▸ **Task to carry out**:
Copy, word for word, the lines of the entries below between the one with "palm tree on this basis." and the one with "railing on this basis.", inclusive, and leave out everything else.

▸ **Records**:
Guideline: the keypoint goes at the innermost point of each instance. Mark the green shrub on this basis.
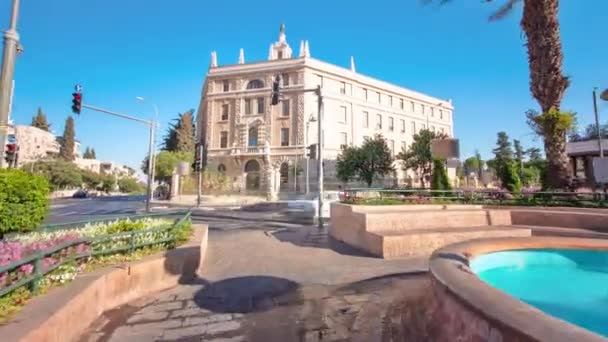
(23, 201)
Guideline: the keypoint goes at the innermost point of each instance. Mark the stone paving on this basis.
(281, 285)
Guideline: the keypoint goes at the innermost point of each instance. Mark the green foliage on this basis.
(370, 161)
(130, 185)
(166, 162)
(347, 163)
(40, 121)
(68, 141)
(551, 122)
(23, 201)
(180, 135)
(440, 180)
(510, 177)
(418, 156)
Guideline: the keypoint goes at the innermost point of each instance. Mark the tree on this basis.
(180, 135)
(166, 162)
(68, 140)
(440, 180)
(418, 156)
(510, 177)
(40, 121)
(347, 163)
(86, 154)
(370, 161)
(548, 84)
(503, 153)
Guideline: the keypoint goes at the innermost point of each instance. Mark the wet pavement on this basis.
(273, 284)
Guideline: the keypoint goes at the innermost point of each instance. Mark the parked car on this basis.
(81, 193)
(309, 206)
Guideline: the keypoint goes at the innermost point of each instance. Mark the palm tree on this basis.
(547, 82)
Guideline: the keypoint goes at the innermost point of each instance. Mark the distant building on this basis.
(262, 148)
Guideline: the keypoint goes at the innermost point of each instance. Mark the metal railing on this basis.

---

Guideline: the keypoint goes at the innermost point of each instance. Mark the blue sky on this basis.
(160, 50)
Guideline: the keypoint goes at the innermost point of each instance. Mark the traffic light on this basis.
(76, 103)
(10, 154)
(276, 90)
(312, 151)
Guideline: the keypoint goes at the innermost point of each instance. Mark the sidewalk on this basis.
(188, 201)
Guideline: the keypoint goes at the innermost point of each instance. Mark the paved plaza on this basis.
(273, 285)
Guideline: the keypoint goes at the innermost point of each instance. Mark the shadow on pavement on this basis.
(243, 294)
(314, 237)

* * *

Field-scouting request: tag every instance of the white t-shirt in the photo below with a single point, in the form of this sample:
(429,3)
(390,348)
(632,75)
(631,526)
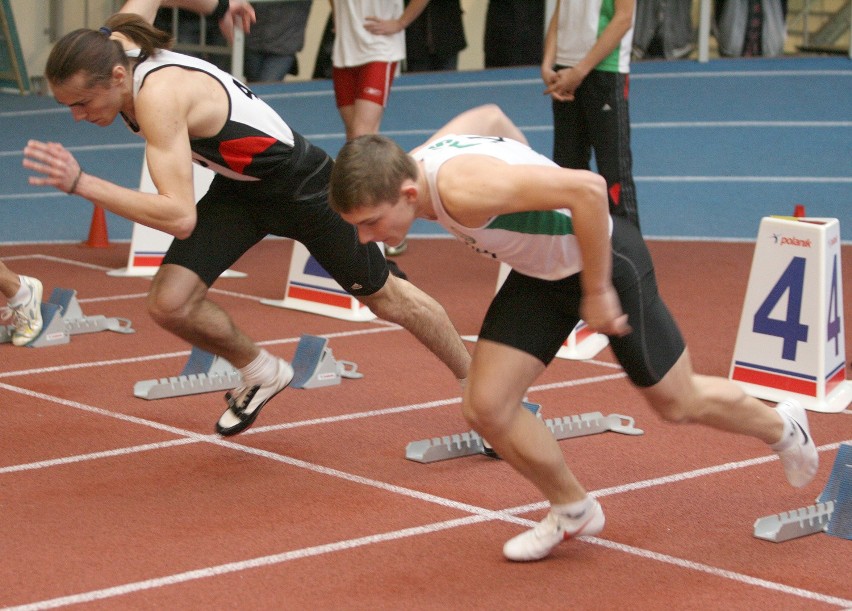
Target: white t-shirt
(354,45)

▸ **Task response**:
Guideline: the keypoint goes at the innermost point of each instance. Mark the palm tree on this basis.
(547, 82)
Guideline: the keypoint goes at the innermost point of each instance. Mark the distant building on this basis.
(262, 148)
Guideline: the keypoint goes at the innermost point of each instance. Mark the metal railing on this basis.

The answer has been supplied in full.